◆ Excerpted passage ◆
Support variable batch sizes and sequence lengths:
torch.onnx.export(
    model,
    dummy_input,
    "model.onnx",
    dynamic_axes={
        'input_ids': {0: 'batch', 1: 'sequence'},
        'attention_mask': {0: 'batch', 1: 'sequence'},
        'output': {0: 'batch', 1: 'sequence'}
    }
)

OnnxEvaluator Interface

The core evaluation interface:
// From: model-integration/src/main/java/ai/vespa/modelintegration/evaluator/OnnxEvaluator.java:10-29
/**
 * Evaluator for ONNX models.

◆ Stated goal ◆
Return everything in the ONNX export excerpt above from "OnnxEvaluator Interface" down to "for ONNX models.", copied word for word.

◆ Dataset section ◆

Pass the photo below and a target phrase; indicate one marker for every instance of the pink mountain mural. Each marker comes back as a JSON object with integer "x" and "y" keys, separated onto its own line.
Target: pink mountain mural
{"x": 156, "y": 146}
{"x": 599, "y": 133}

◆ Response ◆
OnnxEvaluator Interface

The core evaluation interface:
// From: model-integration/src/main/java/ai/vespa/modelintegration/evaluator/OnnxEvaluator.java:10-29
/**
 * Evaluator for ONNX models.